◆ What to work on ◆
1) According to the Barrow travel text, what is the town's record high temperature?
2) In the Barrow travel text, swap "cottage" for "bungalow" and write out the passage starting at "You’ve heard me" and ending at "not very new.".

Their all-time low temperature is a coolish 56 degrees below zero Fahrenheit.  That’s actually cold! The town’s record high temperature is only 79°. Their average high temperature for this month, January, is -7° with an average low of -20. I was going to catch Barrow on a “warm” day where the high might reach zero but with wind.

 

 

I had researched hotels in advance and made myself a reservation. From what I could tell there are only three formal hotels in town. There’s only one gas station and one grocery store in Barrow!

 

 

I would be staying at the King Eider Inn. I called the hotel to find out the best way to get from the airport to the hotel. The hotel manager told me I could walk! Walk in temperatures below zero in Alaska?

 

 

Long ago I learned to trust the judgment of locals rather than any ideas I might have for places I have never visited. If I could walk from the airport to the hotel in the middle of winter in Barrow, Alaska I would.

 

 

You’ve heard me refer to our modest seaside cottage in San Clemente. It may be modest but it’s all we can afford. Well, the airport in Barrow is modest as well. I would say their entire terminal building, including the check-in area, baggage claim and everything else are about the same size as our living room and dining room combined. It’s not very big. It’s not very new.

◆ Data ◆
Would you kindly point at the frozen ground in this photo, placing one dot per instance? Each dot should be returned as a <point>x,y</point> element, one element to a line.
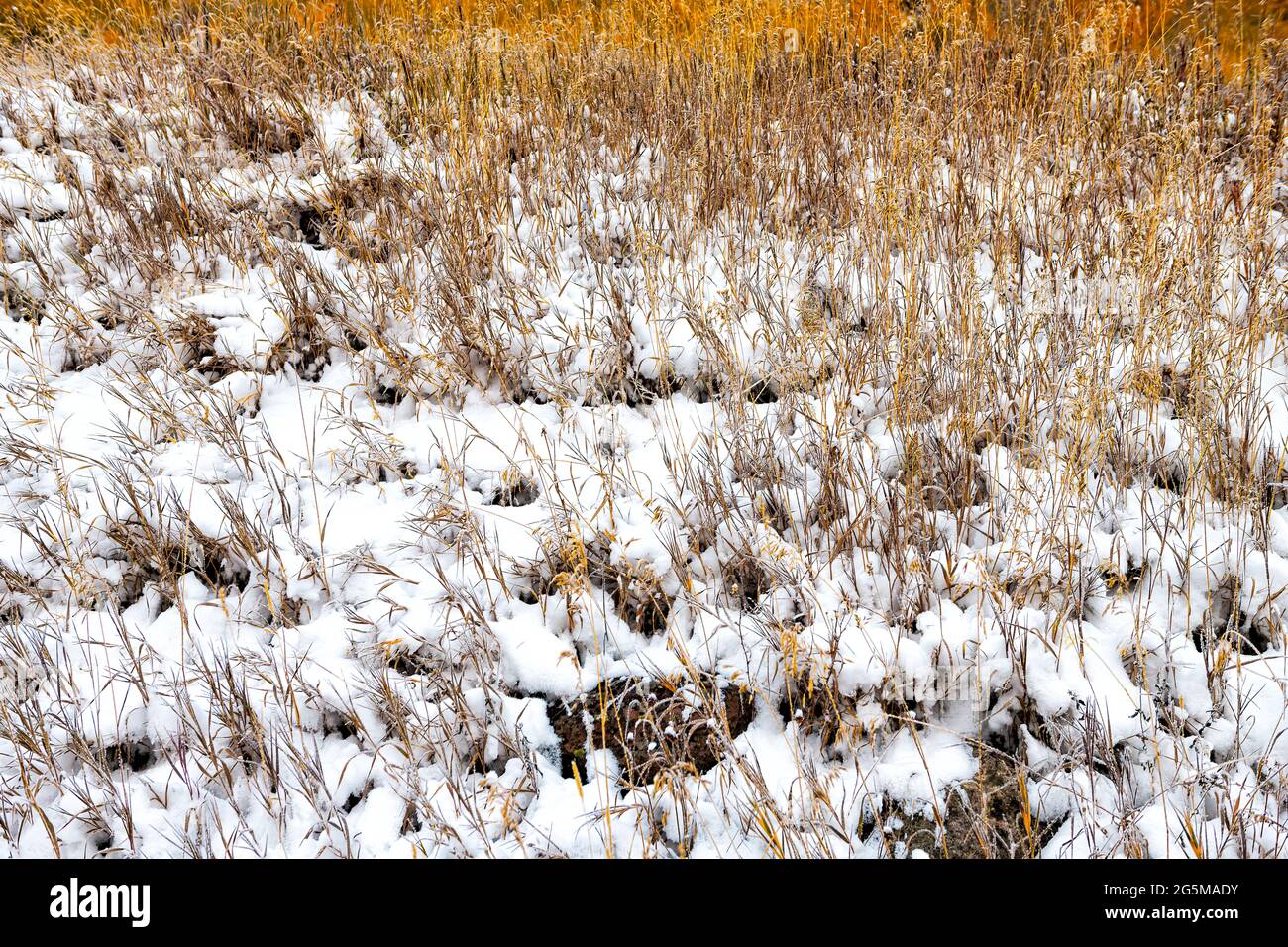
<point>468,487</point>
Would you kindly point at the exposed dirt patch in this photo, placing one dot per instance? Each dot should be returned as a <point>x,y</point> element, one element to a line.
<point>986,817</point>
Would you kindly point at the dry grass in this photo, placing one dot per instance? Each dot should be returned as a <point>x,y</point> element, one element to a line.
<point>934,313</point>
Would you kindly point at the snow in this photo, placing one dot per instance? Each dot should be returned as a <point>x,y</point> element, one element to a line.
<point>340,590</point>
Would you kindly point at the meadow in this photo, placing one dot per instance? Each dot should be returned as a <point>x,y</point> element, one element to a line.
<point>576,429</point>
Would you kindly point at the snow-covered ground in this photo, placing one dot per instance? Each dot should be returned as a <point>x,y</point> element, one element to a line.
<point>385,489</point>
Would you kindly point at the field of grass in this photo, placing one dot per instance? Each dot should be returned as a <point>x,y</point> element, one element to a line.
<point>536,429</point>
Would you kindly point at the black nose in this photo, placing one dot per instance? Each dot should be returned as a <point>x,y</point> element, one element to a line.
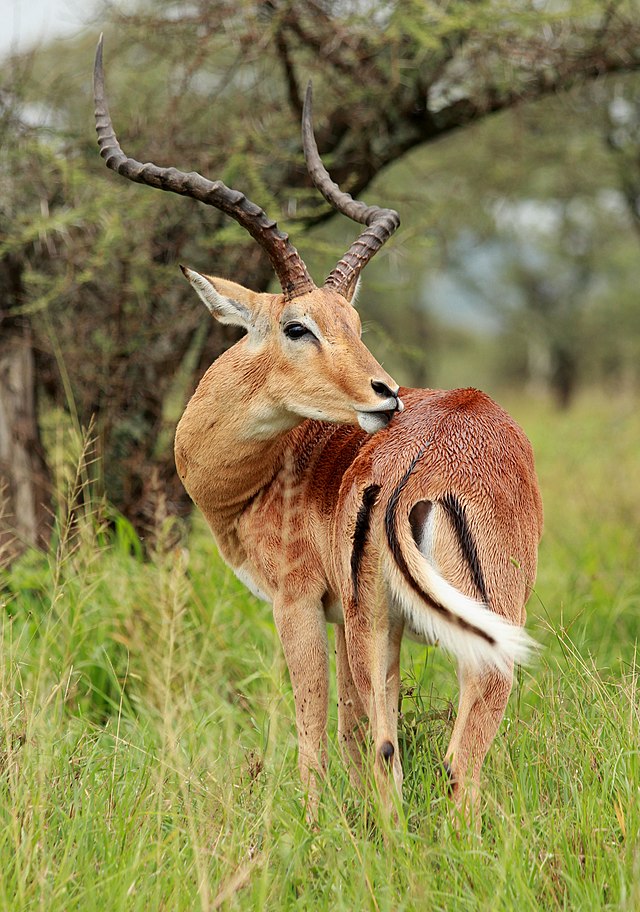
<point>383,390</point>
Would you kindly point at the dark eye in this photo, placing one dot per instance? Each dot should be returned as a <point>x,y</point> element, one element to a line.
<point>297,331</point>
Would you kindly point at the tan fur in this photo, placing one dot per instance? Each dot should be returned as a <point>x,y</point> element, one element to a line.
<point>282,495</point>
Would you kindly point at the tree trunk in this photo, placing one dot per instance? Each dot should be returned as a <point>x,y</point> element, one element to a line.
<point>24,478</point>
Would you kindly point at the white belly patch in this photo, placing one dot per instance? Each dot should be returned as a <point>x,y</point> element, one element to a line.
<point>245,576</point>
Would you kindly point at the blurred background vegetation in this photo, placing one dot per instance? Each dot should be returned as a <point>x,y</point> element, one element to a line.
<point>506,134</point>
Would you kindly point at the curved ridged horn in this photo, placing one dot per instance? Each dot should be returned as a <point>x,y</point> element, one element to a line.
<point>381,223</point>
<point>286,261</point>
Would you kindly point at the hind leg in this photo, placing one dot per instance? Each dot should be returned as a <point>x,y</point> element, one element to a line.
<point>373,644</point>
<point>481,707</point>
<point>351,712</point>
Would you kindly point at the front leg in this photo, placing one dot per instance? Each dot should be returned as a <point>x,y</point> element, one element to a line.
<point>302,629</point>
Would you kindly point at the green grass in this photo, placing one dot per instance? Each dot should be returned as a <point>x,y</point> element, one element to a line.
<point>147,743</point>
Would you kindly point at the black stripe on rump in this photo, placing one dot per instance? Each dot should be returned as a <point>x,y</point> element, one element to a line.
<point>361,531</point>
<point>398,556</point>
<point>458,516</point>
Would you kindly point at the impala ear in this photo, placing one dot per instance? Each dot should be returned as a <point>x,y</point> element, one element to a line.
<point>227,301</point>
<point>354,291</point>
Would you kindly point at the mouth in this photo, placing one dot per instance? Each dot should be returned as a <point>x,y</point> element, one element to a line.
<point>372,420</point>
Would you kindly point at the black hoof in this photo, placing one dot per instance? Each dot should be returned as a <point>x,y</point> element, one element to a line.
<point>451,779</point>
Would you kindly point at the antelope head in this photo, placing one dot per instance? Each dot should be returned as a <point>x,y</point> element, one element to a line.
<point>303,345</point>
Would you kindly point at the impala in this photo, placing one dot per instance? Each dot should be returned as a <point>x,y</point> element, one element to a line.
<point>340,498</point>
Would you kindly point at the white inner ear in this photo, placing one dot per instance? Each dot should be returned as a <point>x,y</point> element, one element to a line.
<point>224,309</point>
<point>356,292</point>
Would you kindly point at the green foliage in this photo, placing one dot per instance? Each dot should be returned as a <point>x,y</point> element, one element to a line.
<point>147,747</point>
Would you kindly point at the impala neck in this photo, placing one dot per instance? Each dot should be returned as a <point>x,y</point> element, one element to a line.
<point>232,436</point>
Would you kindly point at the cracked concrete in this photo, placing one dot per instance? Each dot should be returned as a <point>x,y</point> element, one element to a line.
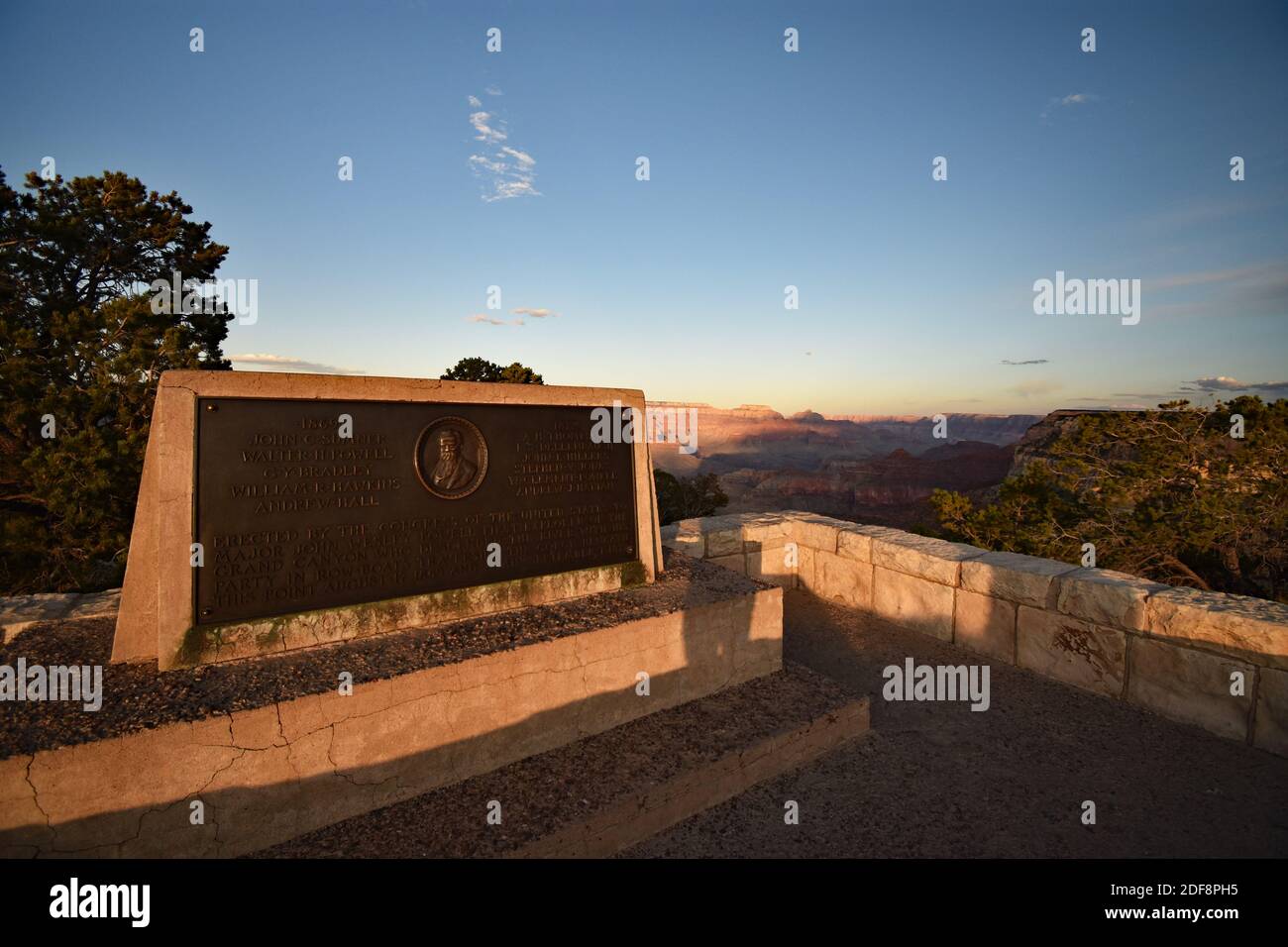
<point>275,771</point>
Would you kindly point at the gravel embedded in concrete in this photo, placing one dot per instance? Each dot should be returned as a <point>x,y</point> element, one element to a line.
<point>544,793</point>
<point>137,696</point>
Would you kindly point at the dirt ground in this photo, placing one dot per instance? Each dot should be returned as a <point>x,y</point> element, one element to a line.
<point>939,780</point>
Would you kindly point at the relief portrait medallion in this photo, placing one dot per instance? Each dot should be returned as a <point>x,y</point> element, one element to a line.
<point>451,458</point>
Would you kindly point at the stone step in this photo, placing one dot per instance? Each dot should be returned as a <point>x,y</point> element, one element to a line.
<point>609,791</point>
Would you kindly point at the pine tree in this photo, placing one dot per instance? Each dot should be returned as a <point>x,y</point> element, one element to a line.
<point>80,355</point>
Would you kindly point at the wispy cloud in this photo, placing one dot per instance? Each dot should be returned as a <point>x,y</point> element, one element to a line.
<point>1224,382</point>
<point>1028,389</point>
<point>269,363</point>
<point>506,171</point>
<point>492,321</point>
<point>1078,98</point>
<point>485,132</point>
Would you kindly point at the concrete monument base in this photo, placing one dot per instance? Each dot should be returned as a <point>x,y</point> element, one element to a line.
<point>472,697</point>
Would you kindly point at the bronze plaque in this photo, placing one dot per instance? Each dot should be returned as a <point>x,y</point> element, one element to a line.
<point>419,497</point>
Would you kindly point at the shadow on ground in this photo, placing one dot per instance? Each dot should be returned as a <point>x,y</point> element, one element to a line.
<point>939,780</point>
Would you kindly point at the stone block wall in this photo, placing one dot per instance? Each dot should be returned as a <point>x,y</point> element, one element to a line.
<point>1179,652</point>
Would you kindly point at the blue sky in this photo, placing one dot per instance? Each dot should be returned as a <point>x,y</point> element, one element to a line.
<point>767,169</point>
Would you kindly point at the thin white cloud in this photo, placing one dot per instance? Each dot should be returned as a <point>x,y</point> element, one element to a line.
<point>1078,98</point>
<point>520,157</point>
<point>506,171</point>
<point>1224,382</point>
<point>1026,389</point>
<point>269,363</point>
<point>492,321</point>
<point>485,133</point>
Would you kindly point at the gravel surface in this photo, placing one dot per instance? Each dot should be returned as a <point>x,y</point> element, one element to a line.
<point>939,780</point>
<point>542,793</point>
<point>137,696</point>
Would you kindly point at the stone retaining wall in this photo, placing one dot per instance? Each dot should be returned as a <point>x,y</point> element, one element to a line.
<point>1175,651</point>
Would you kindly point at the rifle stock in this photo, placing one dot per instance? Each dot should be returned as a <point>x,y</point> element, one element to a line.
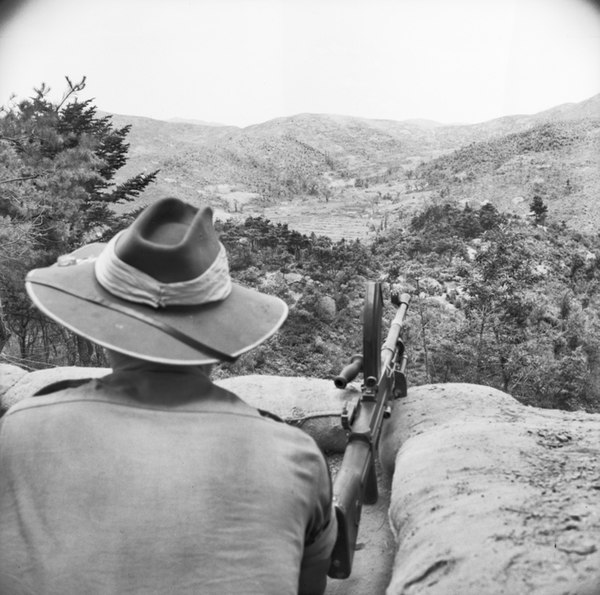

◆ Solved problems ◆
1) 79°

2)
You’ve heard me refer to our modest seaside bungalow in San Clemente. It may be modest but it’s all we can afford. Well, the airport in Barrow is modest as well. I would say their entire terminal building, including the check-in area, baggage claim and everything else are about the same size as our living room and dining room combined. It’s not very big. It’s not very new.